* The problem: Everything from the line containing "Task: list a point for each instance of the young" through the last line of the records must be returned verbatim, and nothing outside that range.

— START Task data —

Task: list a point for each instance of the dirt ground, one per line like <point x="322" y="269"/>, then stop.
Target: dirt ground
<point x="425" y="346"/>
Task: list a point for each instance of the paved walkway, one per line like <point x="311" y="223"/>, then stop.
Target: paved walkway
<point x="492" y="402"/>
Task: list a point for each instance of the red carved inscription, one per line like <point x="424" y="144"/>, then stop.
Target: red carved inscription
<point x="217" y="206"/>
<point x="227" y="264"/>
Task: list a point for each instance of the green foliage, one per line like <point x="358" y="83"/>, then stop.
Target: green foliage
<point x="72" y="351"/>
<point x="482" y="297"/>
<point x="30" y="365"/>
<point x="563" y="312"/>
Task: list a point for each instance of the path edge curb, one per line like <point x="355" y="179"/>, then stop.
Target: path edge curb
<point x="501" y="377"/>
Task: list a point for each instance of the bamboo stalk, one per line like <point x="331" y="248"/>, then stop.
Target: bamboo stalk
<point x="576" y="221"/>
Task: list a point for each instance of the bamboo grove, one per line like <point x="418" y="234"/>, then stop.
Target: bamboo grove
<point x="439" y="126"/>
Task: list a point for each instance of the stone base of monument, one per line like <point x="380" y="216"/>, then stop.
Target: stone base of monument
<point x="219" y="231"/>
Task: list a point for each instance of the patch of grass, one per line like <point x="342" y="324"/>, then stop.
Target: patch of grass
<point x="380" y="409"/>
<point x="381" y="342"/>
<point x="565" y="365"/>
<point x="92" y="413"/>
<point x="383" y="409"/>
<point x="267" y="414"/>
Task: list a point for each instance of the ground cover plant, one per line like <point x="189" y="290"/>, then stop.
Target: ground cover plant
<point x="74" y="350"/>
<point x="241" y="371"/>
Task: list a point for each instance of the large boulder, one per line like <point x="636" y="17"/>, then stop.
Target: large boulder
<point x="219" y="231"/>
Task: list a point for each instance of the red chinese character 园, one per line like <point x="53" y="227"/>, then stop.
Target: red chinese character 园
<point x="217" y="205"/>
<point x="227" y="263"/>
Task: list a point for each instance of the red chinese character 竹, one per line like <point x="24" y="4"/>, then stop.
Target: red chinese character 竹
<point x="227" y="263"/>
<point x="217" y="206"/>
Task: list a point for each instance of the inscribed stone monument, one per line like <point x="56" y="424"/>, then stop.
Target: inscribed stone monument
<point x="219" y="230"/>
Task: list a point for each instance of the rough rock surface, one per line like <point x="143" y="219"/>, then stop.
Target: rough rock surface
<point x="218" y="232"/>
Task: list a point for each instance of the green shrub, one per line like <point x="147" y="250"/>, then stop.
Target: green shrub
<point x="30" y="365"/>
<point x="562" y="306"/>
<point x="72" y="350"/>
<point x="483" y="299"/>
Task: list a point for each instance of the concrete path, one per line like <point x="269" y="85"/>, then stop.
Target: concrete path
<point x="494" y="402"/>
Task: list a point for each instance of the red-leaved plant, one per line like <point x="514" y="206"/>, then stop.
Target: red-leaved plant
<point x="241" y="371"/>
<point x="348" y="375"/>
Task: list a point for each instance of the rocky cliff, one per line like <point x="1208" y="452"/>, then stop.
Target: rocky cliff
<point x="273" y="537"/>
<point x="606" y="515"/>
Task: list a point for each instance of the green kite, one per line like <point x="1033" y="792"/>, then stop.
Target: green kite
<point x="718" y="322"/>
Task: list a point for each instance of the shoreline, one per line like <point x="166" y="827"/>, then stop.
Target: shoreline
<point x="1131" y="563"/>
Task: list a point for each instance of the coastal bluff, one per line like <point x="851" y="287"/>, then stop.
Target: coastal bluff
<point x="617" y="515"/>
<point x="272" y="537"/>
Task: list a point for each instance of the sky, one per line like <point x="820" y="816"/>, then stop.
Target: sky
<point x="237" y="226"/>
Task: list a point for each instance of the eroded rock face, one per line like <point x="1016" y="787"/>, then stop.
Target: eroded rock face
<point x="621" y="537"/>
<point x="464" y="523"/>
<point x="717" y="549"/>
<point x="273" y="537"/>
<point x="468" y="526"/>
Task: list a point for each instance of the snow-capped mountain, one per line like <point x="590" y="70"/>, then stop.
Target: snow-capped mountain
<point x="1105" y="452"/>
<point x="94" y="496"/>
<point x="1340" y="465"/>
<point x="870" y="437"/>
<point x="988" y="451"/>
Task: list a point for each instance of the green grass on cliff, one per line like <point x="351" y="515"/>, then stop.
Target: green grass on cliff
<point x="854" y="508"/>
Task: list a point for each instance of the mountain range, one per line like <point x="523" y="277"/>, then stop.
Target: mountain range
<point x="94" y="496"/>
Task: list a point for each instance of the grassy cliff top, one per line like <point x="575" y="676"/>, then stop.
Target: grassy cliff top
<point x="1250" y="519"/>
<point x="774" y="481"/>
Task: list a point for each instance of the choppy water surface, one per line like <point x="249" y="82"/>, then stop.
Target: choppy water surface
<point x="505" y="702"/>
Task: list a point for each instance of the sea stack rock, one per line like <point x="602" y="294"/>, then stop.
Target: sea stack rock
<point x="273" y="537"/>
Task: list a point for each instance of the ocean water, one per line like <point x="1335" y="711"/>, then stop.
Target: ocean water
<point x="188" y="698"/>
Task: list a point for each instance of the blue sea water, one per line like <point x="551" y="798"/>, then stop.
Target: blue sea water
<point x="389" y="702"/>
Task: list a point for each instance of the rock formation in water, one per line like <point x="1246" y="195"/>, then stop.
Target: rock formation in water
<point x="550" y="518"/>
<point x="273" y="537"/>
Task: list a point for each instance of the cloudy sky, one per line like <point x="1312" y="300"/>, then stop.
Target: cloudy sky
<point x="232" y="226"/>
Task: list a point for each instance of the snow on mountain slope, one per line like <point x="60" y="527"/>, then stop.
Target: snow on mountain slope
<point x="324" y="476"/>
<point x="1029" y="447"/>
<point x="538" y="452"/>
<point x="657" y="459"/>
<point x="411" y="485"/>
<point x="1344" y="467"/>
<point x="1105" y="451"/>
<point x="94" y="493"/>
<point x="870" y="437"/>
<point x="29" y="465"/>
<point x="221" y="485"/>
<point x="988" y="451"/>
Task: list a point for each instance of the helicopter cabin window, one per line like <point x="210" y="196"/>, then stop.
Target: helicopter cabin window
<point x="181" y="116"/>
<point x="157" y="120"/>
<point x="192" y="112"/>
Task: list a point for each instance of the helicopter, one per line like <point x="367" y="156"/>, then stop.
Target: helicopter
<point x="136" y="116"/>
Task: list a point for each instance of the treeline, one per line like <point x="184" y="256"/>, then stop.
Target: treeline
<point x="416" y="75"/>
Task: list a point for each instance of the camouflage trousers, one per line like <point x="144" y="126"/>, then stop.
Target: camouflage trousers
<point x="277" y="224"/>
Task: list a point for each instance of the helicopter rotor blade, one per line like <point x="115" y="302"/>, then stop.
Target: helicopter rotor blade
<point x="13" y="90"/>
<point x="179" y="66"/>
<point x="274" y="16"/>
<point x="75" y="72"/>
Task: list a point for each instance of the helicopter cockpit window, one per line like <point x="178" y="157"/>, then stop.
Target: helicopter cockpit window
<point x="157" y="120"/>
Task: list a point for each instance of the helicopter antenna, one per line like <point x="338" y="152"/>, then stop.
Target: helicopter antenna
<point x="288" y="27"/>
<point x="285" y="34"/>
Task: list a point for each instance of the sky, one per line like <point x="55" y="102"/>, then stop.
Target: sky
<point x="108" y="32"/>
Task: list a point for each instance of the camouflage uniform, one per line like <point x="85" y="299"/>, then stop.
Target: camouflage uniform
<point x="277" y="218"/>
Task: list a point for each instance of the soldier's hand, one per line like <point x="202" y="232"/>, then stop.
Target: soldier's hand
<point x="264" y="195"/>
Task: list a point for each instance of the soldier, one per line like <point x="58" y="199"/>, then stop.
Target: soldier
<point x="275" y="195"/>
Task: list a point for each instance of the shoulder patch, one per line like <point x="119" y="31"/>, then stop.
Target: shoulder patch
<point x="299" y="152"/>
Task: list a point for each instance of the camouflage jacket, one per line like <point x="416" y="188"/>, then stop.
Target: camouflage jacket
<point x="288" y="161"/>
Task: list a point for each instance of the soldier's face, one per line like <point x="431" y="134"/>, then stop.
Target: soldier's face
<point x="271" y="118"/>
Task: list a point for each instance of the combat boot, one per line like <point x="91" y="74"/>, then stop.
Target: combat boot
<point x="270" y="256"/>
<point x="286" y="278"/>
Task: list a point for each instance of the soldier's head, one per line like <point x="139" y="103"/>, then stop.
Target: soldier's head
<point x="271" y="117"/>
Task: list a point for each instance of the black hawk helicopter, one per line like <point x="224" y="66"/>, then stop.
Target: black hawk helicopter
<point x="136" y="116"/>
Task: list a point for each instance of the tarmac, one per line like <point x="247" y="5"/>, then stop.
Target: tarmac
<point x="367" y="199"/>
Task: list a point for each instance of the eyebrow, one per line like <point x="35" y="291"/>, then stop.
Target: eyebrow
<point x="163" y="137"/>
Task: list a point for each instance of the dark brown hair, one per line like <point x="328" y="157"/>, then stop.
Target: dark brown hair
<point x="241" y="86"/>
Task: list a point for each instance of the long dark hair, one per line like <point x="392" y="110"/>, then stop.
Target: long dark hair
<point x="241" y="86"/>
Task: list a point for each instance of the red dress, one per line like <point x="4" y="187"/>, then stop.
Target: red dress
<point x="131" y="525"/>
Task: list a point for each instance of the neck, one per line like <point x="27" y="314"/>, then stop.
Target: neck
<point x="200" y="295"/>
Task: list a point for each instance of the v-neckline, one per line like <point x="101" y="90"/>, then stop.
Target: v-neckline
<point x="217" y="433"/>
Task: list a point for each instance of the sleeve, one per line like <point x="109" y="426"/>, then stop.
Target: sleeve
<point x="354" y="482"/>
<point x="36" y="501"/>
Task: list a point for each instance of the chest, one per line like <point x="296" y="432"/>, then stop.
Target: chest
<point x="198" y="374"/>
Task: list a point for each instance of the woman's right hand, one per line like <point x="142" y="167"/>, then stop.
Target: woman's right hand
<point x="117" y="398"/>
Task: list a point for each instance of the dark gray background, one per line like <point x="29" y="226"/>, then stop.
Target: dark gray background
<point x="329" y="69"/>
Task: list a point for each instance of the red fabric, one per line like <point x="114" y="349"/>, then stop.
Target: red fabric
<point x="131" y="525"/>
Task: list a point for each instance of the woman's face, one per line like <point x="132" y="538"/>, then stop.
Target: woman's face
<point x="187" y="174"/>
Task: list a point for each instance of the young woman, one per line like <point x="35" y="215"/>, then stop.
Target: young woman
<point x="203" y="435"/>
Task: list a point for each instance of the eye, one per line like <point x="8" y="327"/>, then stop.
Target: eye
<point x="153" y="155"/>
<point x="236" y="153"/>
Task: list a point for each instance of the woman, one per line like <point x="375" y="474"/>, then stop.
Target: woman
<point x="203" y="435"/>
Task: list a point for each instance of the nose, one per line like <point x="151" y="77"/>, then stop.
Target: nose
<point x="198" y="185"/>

— END Task data —

* Full response:
Task: list a point for each instance of the young woman, one per line like <point x="35" y="215"/>, then stop.
Target: young woman
<point x="203" y="435"/>
Task: list a point for each instance of the eye, one per line like <point x="8" y="327"/>, then stop.
Target: eye
<point x="153" y="155"/>
<point x="236" y="153"/>
Task: list a point for each instance of the woman, one per line like <point x="375" y="474"/>, then stop.
Target: woman
<point x="203" y="435"/>
Task: list a point for each instance of the nose, one per line like <point x="151" y="77"/>, then stop.
Target: nose
<point x="198" y="185"/>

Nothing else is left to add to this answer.